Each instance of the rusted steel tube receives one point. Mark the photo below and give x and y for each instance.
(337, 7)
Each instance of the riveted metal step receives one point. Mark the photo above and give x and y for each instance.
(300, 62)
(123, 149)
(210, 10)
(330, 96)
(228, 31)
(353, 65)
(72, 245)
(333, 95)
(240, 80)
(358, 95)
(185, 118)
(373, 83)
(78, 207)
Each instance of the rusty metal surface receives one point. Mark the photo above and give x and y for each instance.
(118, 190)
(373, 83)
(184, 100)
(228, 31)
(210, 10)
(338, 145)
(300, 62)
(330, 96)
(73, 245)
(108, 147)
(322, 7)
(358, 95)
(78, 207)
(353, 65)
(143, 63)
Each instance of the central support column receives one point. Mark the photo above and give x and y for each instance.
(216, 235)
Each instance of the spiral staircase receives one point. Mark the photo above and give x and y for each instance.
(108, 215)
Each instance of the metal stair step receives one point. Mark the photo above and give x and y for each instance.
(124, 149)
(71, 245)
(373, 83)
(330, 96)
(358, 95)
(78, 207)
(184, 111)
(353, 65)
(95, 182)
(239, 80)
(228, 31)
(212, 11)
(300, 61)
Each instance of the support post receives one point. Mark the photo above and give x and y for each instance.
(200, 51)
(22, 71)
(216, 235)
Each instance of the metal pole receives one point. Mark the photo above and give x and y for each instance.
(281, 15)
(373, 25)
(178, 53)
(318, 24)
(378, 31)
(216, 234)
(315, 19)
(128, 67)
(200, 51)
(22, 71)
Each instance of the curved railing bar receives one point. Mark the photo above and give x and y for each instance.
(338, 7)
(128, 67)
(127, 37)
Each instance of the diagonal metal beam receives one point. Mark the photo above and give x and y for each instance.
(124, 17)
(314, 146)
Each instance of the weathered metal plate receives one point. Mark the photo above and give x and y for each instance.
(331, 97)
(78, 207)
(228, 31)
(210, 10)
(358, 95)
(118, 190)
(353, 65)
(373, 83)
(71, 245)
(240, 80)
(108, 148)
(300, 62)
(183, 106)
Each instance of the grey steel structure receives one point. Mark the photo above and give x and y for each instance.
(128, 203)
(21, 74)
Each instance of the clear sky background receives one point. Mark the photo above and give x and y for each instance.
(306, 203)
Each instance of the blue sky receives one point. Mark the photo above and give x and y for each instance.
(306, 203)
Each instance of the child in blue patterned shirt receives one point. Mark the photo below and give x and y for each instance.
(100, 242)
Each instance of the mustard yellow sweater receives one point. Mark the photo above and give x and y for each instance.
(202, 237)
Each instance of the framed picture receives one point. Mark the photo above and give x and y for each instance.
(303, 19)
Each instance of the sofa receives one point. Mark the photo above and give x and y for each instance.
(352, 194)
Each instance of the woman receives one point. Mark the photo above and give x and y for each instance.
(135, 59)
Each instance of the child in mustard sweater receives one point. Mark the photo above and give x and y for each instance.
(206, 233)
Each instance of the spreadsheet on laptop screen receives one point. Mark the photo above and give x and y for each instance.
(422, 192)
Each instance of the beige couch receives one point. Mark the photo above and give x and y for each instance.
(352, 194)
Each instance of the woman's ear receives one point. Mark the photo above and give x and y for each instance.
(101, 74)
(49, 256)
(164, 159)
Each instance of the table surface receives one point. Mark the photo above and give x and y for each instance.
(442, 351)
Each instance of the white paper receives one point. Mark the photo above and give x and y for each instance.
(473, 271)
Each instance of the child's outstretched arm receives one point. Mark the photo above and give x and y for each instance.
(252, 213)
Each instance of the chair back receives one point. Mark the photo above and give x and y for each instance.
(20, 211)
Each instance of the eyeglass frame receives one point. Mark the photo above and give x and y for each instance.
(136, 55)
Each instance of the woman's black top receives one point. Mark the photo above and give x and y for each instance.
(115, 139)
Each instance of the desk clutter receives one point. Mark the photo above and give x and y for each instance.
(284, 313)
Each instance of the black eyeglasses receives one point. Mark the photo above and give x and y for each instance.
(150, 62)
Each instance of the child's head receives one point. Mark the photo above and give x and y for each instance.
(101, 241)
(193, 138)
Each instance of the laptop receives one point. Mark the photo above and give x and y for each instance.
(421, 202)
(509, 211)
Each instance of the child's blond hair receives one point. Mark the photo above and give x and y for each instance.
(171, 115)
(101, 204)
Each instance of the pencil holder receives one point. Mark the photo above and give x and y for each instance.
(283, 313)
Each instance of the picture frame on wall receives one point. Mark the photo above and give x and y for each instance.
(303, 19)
==
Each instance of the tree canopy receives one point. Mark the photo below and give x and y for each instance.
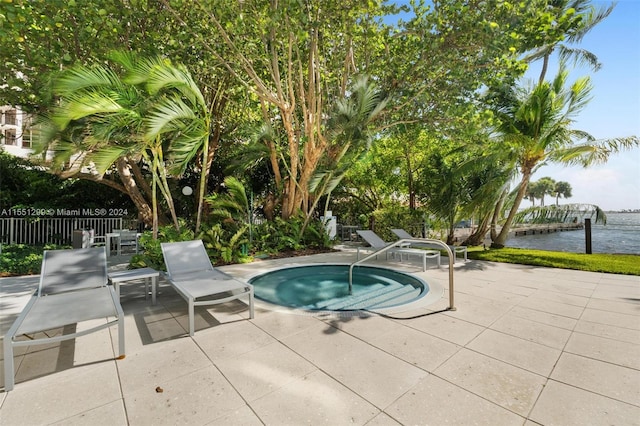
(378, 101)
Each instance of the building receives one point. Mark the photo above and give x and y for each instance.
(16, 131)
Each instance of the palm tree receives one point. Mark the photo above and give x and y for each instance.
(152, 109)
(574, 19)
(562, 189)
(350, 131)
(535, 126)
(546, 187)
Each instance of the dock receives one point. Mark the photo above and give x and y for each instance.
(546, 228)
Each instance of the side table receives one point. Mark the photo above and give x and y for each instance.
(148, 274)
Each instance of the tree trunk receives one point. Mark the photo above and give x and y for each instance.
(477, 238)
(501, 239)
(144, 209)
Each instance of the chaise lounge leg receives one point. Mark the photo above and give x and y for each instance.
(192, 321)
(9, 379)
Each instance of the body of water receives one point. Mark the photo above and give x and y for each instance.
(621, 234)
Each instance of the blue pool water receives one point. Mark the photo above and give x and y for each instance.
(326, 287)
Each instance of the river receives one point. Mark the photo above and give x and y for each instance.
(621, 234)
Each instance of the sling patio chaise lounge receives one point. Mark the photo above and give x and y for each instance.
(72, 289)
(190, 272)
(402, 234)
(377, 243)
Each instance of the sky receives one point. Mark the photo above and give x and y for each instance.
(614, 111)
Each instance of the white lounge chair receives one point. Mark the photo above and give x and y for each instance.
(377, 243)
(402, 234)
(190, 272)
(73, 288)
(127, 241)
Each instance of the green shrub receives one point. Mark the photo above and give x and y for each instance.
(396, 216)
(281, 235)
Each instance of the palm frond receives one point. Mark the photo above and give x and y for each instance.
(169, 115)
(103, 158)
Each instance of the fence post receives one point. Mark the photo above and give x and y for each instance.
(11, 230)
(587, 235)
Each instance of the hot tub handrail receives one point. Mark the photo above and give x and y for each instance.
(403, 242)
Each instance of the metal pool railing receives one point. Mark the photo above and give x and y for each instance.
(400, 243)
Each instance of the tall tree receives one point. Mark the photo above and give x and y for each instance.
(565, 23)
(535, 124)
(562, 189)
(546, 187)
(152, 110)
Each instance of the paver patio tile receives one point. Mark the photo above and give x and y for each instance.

→ YOUR INSTRUCTIONS
List every line from the items above that contains the word "sweater", copying each one in full. Case counts.

→ RESULT BELOW
Each instance of the mustard yellow sweater receives one point. Mark the photo above and give x and y for each instance.
Each instance of the child in mustard sweater receives one point. Mark the photo above and give x and y for each instance.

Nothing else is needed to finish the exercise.